# [WHAT THE TASK ASKS]
Rescale the listing from the line with "outline curved worm body" to the line with "354), (464, 361)]", both lines included: give every line again, requests included, with each coordinate in the answers multiplied by 0.25 and rounded to a whole number, halves up. Leave the numbers in the requests and their format samples unchanged, and give only these lines.

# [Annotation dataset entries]
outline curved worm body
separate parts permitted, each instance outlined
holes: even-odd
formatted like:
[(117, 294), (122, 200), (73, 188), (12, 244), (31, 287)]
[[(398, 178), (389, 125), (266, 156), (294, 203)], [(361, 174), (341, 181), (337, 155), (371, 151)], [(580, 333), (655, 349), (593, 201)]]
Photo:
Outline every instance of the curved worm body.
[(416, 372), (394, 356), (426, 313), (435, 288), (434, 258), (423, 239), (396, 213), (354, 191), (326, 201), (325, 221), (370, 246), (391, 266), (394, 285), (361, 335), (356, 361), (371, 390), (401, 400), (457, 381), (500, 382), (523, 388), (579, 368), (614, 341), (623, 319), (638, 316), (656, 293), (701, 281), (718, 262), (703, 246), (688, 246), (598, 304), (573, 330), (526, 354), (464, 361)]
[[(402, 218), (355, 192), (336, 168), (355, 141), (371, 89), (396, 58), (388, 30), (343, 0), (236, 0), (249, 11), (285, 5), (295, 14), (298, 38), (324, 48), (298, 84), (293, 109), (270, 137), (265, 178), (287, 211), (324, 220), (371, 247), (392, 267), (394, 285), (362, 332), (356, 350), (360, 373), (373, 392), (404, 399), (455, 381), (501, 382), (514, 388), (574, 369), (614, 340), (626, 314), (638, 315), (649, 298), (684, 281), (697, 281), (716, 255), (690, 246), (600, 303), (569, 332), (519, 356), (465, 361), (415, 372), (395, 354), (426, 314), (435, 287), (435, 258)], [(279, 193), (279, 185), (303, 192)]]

--

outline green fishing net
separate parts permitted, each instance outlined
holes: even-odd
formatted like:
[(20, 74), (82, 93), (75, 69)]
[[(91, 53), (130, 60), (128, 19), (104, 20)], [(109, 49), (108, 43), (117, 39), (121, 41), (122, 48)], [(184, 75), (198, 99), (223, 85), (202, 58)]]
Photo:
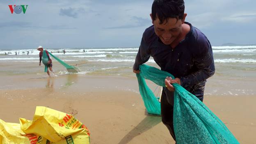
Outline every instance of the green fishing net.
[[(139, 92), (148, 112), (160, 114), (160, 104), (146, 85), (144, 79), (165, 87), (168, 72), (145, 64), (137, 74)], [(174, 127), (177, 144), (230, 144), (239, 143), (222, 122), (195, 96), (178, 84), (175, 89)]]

# [EXERCISE SOLUTION]
outline curved worm body
separate parts permitted, each instance outlined
holes: even-odd
formatted like:
[(117, 294), (122, 200), (73, 188), (12, 244), (31, 287)]
[[(398, 178), (389, 125), (266, 156), (294, 203)], [(361, 174), (341, 181), (337, 155), (371, 151)], [(580, 333), (655, 349), (593, 201)]]
Photo:
Outline every instance of the curved worm body.
[(104, 93), (99, 89), (107, 78), (109, 72), (109, 65), (106, 60), (99, 53), (89, 48), (82, 50), (81, 55), (93, 62), (98, 67), (99, 71), (90, 84), (89, 90), (93, 98), (100, 100), (114, 95), (125, 96), (131, 97), (145, 92), (154, 85), (156, 80), (160, 79), (164, 73), (175, 70), (180, 66), (176, 62), (172, 62), (150, 76), (143, 83), (132, 89), (116, 90)]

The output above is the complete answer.